━━━━━ PROVIDED RECORDS ━━━━━
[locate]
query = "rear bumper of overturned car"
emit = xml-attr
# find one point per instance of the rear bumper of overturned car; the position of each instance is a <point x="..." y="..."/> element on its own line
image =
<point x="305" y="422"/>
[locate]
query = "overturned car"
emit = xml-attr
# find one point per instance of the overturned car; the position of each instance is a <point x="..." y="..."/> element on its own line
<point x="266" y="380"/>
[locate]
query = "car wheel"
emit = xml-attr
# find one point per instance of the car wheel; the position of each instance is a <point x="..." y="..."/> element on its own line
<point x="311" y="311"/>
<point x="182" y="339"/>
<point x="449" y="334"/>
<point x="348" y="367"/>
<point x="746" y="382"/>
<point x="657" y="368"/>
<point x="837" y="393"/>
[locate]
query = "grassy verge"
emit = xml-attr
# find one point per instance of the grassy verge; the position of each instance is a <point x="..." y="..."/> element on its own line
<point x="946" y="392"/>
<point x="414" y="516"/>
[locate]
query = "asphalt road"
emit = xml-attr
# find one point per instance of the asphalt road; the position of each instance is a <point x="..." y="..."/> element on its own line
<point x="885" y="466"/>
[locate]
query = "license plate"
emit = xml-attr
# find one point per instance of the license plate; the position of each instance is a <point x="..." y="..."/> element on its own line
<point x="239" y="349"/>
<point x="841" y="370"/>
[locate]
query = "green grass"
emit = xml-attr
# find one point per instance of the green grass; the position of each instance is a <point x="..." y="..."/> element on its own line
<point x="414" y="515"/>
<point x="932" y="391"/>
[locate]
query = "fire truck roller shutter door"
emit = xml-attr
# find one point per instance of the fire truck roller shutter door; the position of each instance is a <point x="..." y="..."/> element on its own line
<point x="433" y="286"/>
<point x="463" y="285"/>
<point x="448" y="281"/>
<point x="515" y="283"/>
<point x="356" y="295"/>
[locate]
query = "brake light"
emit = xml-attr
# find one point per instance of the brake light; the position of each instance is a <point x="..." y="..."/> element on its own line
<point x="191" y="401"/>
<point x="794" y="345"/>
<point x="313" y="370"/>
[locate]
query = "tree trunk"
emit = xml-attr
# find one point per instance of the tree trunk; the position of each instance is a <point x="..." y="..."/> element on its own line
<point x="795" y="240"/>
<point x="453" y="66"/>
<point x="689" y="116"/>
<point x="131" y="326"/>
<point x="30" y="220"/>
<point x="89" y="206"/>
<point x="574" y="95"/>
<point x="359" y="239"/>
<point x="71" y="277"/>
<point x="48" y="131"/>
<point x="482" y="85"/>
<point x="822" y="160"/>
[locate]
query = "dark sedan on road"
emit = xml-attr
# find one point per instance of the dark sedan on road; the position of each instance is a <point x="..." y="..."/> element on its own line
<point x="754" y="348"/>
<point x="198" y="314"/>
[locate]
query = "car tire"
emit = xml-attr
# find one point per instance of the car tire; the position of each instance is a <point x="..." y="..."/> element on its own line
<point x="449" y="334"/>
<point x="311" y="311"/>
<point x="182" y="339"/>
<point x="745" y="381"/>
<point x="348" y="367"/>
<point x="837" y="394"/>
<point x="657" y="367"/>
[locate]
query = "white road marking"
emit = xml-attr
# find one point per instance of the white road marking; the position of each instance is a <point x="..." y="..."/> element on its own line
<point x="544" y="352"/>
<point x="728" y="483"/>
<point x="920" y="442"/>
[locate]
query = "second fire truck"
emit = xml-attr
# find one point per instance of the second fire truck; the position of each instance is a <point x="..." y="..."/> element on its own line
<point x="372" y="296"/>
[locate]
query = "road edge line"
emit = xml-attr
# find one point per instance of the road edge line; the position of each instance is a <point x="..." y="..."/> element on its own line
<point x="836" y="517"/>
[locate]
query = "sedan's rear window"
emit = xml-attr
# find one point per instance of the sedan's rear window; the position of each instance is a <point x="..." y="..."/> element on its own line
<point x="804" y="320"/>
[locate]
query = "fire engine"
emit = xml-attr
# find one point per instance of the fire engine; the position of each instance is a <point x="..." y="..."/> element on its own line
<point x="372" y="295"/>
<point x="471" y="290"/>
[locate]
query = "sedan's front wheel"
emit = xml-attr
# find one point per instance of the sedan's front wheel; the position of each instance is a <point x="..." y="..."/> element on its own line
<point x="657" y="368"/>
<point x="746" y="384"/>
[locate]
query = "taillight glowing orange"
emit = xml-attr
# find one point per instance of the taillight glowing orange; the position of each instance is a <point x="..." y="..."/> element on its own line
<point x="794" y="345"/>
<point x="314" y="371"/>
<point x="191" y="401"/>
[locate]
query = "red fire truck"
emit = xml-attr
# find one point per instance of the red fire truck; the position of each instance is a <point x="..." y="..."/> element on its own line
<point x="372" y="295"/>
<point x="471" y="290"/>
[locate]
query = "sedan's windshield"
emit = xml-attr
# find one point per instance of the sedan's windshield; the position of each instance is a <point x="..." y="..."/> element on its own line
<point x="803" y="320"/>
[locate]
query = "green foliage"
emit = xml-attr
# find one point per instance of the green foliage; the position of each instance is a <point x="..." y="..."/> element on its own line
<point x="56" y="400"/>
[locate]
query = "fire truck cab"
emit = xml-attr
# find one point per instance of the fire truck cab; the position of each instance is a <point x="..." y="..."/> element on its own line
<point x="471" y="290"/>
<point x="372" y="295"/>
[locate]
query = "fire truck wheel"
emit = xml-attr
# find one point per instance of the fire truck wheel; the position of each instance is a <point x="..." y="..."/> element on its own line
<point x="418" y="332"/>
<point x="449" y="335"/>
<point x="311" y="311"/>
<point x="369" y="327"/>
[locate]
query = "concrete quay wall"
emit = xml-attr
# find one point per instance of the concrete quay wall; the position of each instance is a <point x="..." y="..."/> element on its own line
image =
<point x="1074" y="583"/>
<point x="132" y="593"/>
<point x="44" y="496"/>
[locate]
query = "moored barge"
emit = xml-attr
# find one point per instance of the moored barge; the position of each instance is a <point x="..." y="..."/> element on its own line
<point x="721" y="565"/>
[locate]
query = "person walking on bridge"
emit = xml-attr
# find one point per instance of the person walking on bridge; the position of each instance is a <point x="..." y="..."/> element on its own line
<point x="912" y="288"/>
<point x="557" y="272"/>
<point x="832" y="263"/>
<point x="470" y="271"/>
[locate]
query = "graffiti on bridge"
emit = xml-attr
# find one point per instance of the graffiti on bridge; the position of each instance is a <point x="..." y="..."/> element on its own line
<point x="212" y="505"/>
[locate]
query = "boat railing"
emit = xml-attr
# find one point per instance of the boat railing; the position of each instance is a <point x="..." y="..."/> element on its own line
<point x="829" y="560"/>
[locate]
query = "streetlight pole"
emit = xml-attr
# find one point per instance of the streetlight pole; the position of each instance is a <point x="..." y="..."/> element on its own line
━━━━━
━━━━━ PROVIDED RECORDS ━━━━━
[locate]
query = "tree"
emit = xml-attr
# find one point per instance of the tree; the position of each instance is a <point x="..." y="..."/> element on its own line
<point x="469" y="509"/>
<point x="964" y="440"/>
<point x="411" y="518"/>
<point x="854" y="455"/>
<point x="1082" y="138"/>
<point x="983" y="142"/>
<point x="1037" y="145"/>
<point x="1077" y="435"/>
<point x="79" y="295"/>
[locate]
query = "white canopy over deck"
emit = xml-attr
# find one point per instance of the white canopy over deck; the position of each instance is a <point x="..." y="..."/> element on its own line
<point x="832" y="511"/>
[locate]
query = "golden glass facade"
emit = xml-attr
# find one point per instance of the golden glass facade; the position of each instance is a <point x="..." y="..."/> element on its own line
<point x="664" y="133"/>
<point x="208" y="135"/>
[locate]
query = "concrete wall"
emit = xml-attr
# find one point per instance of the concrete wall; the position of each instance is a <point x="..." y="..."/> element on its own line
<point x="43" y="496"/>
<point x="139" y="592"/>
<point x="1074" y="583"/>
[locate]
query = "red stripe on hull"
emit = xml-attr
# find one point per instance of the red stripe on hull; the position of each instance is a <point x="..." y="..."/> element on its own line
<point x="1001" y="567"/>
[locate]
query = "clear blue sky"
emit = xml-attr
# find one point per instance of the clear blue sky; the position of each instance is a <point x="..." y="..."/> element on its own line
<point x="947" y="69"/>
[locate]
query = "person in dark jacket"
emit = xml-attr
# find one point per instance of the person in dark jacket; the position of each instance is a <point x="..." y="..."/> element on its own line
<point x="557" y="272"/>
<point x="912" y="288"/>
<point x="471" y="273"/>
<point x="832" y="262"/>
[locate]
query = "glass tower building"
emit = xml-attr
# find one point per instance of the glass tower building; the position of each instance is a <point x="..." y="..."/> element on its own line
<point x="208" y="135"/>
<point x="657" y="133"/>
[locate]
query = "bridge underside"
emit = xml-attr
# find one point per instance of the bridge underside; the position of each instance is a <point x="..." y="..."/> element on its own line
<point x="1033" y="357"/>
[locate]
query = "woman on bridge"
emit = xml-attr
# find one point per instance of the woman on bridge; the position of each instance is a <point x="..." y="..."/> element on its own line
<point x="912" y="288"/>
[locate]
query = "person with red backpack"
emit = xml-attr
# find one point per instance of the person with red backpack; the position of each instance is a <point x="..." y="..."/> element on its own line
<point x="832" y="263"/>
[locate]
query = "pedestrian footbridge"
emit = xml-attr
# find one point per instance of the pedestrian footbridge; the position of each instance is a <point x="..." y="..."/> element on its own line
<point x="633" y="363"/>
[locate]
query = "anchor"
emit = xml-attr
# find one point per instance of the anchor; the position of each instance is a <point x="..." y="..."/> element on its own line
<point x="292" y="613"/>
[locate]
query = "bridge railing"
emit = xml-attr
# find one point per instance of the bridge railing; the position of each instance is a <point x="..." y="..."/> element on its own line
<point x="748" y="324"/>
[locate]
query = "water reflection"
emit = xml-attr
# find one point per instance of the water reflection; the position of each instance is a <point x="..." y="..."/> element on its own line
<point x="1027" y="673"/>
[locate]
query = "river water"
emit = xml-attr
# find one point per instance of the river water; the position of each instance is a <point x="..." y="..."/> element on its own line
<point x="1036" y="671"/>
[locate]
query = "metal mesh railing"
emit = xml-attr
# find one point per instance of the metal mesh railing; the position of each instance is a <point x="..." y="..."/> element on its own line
━━━━━
=== SHORT EXERCISE ===
Report every line of the items above that contains the string "woman", copying each one in full.

=== TASK RESULT ===
query = "woman on bridge"
# find one point per instance of the woman on bridge; the position of each instance is a <point x="..." y="..."/> element on its own line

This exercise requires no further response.